# Information shown start

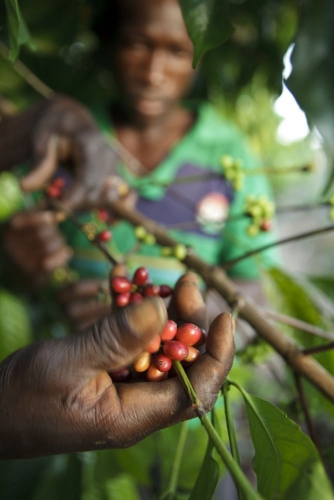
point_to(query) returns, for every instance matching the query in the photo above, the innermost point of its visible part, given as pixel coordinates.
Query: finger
(139, 417)
(45, 167)
(118, 338)
(84, 289)
(187, 304)
(33, 219)
(57, 259)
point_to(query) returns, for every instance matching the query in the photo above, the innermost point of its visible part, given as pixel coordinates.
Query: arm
(57, 396)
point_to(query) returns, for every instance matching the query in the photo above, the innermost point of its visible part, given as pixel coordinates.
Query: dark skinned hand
(57, 396)
(34, 244)
(62, 131)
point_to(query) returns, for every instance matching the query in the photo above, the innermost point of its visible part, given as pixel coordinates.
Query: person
(57, 395)
(170, 142)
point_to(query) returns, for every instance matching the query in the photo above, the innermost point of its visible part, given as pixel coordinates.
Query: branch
(215, 277)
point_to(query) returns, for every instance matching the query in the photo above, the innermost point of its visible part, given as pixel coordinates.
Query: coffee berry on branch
(175, 342)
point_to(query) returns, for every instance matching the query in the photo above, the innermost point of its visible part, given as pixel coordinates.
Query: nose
(155, 68)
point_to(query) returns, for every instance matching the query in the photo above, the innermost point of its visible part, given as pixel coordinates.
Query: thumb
(45, 167)
(117, 339)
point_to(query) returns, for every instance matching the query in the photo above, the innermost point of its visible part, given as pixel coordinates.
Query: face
(153, 56)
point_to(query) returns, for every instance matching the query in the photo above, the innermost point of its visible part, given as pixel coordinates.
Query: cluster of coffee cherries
(233, 171)
(175, 343)
(260, 210)
(133, 291)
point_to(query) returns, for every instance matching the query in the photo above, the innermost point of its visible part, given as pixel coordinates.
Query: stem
(301, 325)
(231, 432)
(308, 234)
(234, 468)
(170, 493)
(62, 208)
(306, 411)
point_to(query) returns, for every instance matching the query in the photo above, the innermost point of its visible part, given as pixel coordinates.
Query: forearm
(16, 136)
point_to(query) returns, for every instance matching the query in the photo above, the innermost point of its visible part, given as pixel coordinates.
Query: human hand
(80, 302)
(65, 132)
(57, 396)
(34, 244)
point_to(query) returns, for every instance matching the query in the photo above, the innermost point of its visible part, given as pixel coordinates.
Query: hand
(80, 303)
(65, 132)
(34, 244)
(57, 396)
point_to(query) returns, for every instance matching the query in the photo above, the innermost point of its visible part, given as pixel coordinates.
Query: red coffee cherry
(135, 298)
(122, 299)
(165, 291)
(142, 362)
(151, 290)
(119, 284)
(163, 363)
(153, 345)
(120, 375)
(175, 350)
(169, 331)
(103, 215)
(192, 355)
(155, 375)
(104, 236)
(140, 277)
(188, 333)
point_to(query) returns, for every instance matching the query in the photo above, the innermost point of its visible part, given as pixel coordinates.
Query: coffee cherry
(140, 277)
(119, 284)
(153, 345)
(168, 333)
(135, 298)
(120, 375)
(122, 299)
(142, 362)
(266, 225)
(175, 350)
(180, 251)
(163, 363)
(193, 354)
(103, 215)
(165, 291)
(151, 290)
(155, 375)
(188, 334)
(104, 236)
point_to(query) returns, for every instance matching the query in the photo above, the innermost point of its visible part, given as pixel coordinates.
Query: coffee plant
(288, 462)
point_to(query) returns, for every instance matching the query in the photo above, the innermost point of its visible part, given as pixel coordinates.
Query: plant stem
(170, 493)
(236, 472)
(308, 234)
(231, 431)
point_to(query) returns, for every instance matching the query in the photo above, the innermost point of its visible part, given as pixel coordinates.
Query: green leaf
(18, 31)
(207, 23)
(15, 330)
(286, 461)
(208, 476)
(121, 486)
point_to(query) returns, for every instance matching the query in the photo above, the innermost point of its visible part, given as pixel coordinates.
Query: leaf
(15, 329)
(286, 461)
(121, 486)
(207, 23)
(18, 31)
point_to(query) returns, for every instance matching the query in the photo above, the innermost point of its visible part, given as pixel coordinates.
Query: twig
(215, 277)
(230, 263)
(306, 411)
(229, 462)
(301, 325)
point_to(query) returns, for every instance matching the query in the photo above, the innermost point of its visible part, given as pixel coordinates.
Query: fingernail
(147, 317)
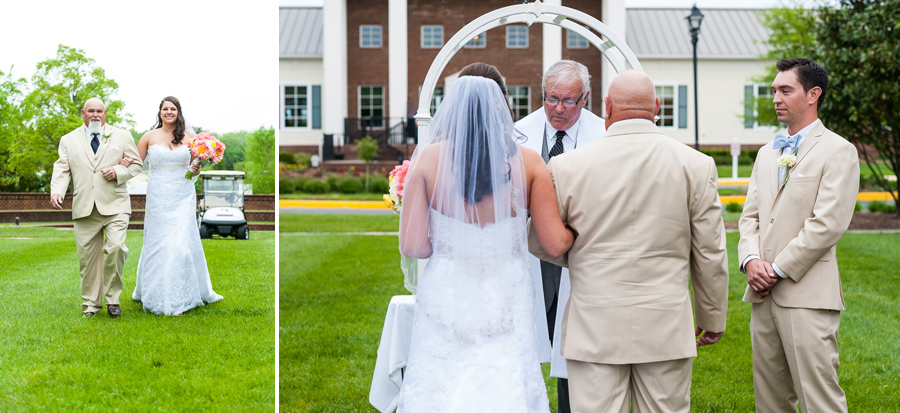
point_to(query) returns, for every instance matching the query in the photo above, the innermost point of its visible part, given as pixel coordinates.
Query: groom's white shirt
(537, 129)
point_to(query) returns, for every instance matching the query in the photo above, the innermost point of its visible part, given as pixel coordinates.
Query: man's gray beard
(95, 127)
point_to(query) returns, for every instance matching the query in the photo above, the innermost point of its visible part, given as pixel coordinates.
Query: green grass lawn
(335, 290)
(220, 357)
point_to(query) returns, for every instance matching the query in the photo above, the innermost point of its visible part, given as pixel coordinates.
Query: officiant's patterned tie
(95, 142)
(557, 147)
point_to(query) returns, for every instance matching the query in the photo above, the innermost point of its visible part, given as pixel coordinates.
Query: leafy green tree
(858, 45)
(791, 36)
(367, 148)
(11, 116)
(259, 160)
(59, 89)
(234, 150)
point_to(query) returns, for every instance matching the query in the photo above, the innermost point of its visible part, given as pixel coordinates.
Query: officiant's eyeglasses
(569, 103)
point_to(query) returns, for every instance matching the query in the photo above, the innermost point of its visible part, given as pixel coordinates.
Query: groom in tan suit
(90, 157)
(792, 220)
(648, 221)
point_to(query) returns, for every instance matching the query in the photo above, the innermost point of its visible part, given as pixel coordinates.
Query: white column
(334, 66)
(614, 17)
(552, 40)
(397, 60)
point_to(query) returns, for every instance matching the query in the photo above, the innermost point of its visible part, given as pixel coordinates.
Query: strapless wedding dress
(474, 339)
(172, 276)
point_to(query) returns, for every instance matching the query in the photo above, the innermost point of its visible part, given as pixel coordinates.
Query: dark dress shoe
(113, 310)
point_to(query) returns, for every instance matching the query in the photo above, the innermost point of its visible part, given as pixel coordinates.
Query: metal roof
(725, 34)
(300, 32)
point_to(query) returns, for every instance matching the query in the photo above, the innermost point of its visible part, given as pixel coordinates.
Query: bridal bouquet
(205, 147)
(394, 199)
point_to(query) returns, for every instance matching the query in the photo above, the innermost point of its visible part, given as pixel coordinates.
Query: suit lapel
(86, 144)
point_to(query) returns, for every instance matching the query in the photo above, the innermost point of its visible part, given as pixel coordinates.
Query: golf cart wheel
(243, 232)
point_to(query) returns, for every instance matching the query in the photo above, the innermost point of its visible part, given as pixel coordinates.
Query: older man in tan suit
(649, 222)
(792, 220)
(90, 157)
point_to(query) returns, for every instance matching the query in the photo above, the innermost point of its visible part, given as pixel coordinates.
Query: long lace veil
(472, 172)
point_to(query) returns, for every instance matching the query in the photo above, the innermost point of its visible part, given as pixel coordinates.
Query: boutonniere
(787, 162)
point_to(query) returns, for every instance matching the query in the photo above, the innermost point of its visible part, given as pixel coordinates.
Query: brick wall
(520, 67)
(366, 66)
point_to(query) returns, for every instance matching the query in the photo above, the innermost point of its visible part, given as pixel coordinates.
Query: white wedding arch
(613, 48)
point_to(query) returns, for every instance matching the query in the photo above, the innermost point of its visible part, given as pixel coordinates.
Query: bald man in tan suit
(89, 156)
(647, 213)
(792, 221)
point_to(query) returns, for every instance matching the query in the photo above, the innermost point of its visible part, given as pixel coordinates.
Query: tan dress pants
(101, 278)
(663, 386)
(795, 359)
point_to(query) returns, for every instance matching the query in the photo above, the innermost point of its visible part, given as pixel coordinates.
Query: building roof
(724, 34)
(300, 32)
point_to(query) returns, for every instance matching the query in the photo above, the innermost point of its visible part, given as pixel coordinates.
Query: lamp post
(694, 21)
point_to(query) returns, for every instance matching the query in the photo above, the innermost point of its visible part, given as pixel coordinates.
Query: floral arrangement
(394, 199)
(787, 162)
(205, 147)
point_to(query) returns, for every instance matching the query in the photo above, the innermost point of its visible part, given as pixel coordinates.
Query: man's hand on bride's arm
(707, 337)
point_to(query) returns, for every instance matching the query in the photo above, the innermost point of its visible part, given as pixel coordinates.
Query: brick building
(376, 53)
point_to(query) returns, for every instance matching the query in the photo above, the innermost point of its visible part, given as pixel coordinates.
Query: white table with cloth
(392, 353)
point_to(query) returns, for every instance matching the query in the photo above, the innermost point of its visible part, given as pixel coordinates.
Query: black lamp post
(694, 21)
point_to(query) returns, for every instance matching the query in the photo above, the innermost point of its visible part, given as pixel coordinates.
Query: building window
(756, 96)
(517, 37)
(575, 40)
(666, 95)
(371, 104)
(519, 101)
(432, 36)
(437, 98)
(478, 42)
(369, 36)
(296, 106)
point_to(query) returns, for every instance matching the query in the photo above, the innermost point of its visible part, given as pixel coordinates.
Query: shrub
(303, 159)
(286, 185)
(286, 158)
(300, 181)
(332, 183)
(315, 186)
(350, 185)
(379, 185)
(734, 207)
(878, 206)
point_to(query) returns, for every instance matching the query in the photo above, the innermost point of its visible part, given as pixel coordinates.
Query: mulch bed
(862, 221)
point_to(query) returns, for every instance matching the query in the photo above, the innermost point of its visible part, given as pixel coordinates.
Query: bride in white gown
(474, 340)
(172, 276)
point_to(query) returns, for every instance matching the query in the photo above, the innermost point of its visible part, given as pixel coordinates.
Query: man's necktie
(557, 147)
(782, 141)
(95, 142)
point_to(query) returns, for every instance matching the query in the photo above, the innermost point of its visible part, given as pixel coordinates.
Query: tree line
(36, 113)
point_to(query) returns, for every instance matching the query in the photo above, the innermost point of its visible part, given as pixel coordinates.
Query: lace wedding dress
(172, 276)
(474, 337)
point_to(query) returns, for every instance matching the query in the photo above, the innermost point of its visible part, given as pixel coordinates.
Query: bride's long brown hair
(178, 133)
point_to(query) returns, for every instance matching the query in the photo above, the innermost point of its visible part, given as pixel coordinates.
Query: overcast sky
(218, 57)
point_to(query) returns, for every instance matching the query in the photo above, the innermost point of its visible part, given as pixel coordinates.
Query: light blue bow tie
(782, 141)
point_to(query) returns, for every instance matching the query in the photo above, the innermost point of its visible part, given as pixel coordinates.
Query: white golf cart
(222, 207)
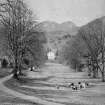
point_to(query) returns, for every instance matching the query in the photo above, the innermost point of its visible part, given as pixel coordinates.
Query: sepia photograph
(52, 52)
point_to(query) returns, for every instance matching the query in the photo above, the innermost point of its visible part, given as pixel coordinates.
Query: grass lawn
(44, 88)
(11, 100)
(16, 85)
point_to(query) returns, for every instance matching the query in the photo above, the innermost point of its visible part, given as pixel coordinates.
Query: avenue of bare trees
(18, 36)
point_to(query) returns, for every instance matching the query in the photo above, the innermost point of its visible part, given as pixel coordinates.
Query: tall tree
(19, 30)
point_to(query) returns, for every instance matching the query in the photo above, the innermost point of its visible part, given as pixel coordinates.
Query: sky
(78, 11)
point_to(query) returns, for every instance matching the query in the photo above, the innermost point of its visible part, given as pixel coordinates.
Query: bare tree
(19, 30)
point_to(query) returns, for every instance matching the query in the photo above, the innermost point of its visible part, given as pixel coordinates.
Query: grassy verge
(5, 72)
(11, 100)
(16, 85)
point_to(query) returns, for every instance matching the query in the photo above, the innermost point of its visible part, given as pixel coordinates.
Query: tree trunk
(15, 70)
(103, 79)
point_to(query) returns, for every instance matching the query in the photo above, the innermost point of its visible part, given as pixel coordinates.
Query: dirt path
(64, 96)
(22, 96)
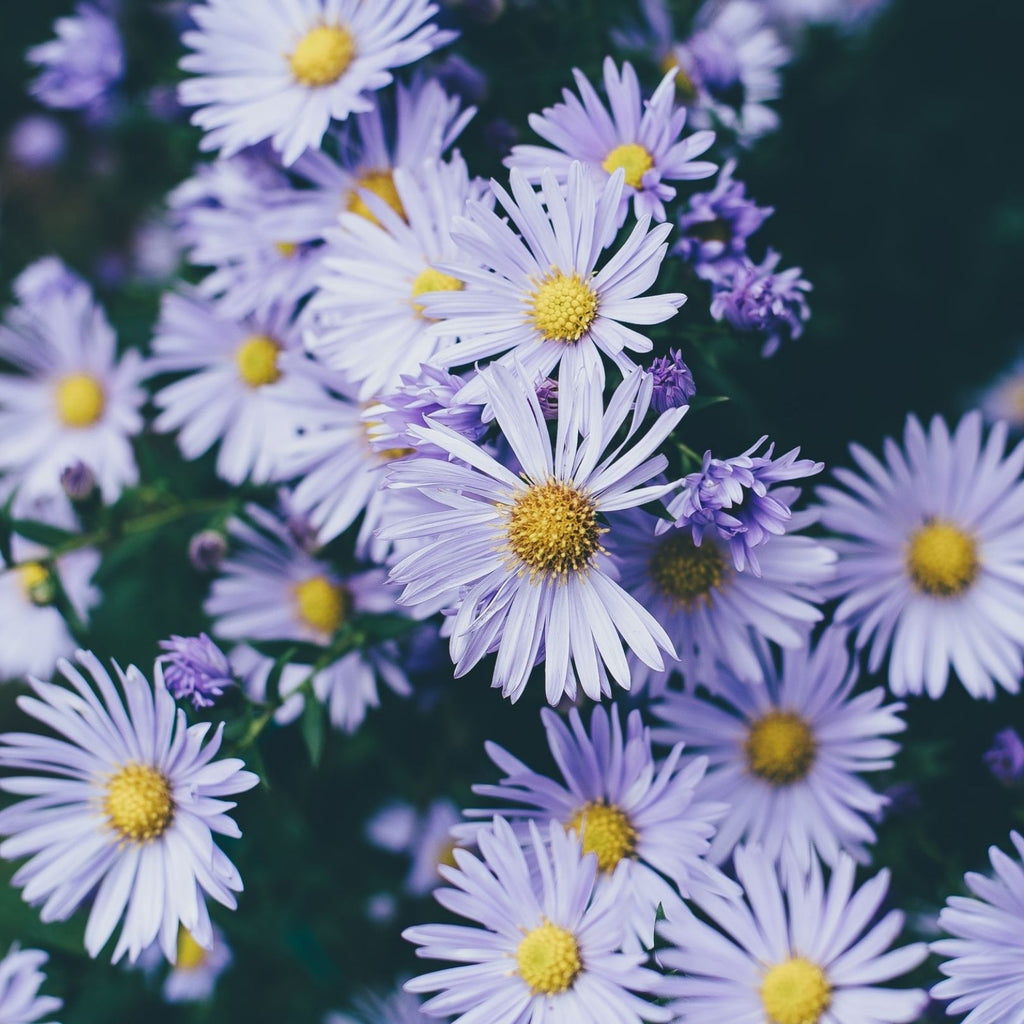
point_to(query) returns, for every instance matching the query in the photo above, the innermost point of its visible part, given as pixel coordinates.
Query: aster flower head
(756, 300)
(640, 136)
(625, 807)
(522, 557)
(931, 556)
(267, 72)
(539, 294)
(787, 754)
(540, 912)
(982, 961)
(799, 952)
(122, 804)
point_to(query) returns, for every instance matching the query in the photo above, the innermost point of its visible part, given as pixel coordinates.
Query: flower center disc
(138, 803)
(553, 529)
(780, 748)
(633, 159)
(941, 559)
(605, 830)
(323, 55)
(549, 960)
(80, 400)
(562, 308)
(796, 991)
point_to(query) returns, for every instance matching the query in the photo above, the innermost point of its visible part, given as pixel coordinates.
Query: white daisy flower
(548, 948)
(122, 807)
(793, 953)
(267, 71)
(931, 565)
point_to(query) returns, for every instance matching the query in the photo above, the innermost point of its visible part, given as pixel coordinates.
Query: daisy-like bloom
(627, 809)
(268, 72)
(241, 387)
(711, 610)
(122, 806)
(523, 556)
(787, 753)
(932, 557)
(540, 293)
(641, 137)
(19, 980)
(548, 948)
(73, 400)
(368, 321)
(792, 953)
(983, 961)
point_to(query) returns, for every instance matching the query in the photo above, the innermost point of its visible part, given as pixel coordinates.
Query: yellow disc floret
(548, 958)
(606, 830)
(942, 559)
(780, 748)
(138, 803)
(323, 55)
(256, 358)
(796, 991)
(553, 529)
(321, 604)
(633, 159)
(562, 307)
(685, 573)
(80, 399)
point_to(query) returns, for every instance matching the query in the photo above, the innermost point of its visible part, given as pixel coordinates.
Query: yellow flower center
(323, 55)
(942, 559)
(685, 573)
(381, 183)
(562, 308)
(553, 529)
(190, 954)
(606, 830)
(633, 159)
(796, 991)
(321, 604)
(80, 399)
(433, 281)
(138, 803)
(780, 748)
(256, 358)
(549, 960)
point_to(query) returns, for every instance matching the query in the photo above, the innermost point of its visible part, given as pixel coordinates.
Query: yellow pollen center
(780, 748)
(685, 573)
(190, 954)
(433, 281)
(256, 358)
(321, 604)
(323, 55)
(381, 183)
(634, 159)
(549, 960)
(138, 803)
(942, 559)
(553, 529)
(796, 991)
(606, 830)
(80, 400)
(562, 308)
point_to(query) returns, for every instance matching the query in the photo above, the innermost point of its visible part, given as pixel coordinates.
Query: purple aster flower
(757, 300)
(1006, 759)
(81, 65)
(716, 225)
(195, 668)
(673, 382)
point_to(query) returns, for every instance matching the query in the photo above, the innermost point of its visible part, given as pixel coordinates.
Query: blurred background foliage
(897, 182)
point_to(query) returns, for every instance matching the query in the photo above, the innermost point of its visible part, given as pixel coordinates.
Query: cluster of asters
(457, 382)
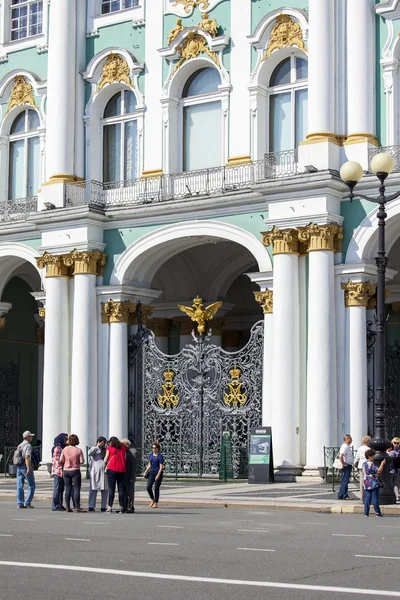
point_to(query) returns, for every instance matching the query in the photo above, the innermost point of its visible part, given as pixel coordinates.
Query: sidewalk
(308, 495)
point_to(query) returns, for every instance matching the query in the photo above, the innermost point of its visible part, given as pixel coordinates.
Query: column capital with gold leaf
(283, 241)
(266, 301)
(117, 312)
(321, 237)
(358, 293)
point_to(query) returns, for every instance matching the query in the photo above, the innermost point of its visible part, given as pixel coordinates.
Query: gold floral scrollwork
(21, 93)
(236, 395)
(192, 46)
(169, 398)
(358, 293)
(208, 25)
(284, 34)
(266, 300)
(115, 70)
(188, 5)
(175, 32)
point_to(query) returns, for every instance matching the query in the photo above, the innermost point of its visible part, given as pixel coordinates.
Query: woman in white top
(360, 460)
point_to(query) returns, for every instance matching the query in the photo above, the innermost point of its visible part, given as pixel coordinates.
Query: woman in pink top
(72, 459)
(115, 460)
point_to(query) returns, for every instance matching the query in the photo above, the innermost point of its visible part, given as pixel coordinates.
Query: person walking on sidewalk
(98, 478)
(372, 483)
(154, 469)
(130, 476)
(56, 471)
(22, 460)
(72, 459)
(346, 458)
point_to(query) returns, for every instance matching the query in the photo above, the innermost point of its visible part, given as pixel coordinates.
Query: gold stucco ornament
(188, 5)
(285, 33)
(200, 315)
(115, 70)
(21, 93)
(194, 45)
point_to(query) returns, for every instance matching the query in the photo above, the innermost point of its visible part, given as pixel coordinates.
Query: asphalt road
(181, 553)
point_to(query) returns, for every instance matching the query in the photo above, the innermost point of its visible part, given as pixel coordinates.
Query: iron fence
(178, 186)
(17, 210)
(393, 151)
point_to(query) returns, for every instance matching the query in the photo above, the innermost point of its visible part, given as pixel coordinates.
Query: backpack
(18, 459)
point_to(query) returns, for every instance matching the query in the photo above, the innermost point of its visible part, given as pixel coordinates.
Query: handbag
(337, 463)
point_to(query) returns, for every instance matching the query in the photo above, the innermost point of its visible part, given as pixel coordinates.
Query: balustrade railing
(178, 186)
(394, 151)
(17, 210)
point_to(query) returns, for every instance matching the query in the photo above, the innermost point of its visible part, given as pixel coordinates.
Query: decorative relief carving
(188, 5)
(176, 31)
(116, 312)
(169, 399)
(358, 293)
(208, 25)
(115, 70)
(236, 395)
(321, 237)
(200, 315)
(266, 300)
(193, 45)
(283, 241)
(21, 93)
(285, 33)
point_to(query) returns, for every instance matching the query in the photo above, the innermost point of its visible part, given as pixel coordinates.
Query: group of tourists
(112, 464)
(370, 481)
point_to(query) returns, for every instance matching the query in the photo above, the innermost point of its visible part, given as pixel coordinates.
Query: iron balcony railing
(17, 210)
(189, 184)
(394, 151)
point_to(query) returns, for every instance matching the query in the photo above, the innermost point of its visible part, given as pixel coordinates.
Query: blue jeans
(21, 476)
(58, 492)
(343, 490)
(372, 496)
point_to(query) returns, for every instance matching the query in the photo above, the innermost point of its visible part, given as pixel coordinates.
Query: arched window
(202, 120)
(24, 165)
(120, 138)
(288, 97)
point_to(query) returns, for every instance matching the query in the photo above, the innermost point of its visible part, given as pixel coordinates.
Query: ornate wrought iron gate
(392, 383)
(9, 407)
(186, 401)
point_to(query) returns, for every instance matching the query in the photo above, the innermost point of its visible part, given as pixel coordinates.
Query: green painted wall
(18, 343)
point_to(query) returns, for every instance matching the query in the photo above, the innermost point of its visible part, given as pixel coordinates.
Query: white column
(321, 366)
(239, 138)
(153, 159)
(118, 380)
(84, 349)
(357, 295)
(56, 381)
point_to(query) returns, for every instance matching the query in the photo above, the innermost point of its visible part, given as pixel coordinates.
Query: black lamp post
(351, 173)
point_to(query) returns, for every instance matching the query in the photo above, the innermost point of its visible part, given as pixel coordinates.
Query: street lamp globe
(382, 163)
(351, 172)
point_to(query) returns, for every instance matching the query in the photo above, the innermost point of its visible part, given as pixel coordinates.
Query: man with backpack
(22, 460)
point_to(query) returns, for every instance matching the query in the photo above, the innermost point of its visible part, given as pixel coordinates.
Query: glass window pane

# Information shown end

Short exercise: Could you pull every line from the entries above that contains the string "floral"? Treat uppercase and lowercase as different.

Answer below:
Query: floral arrangement
Query: gold floral scrollwork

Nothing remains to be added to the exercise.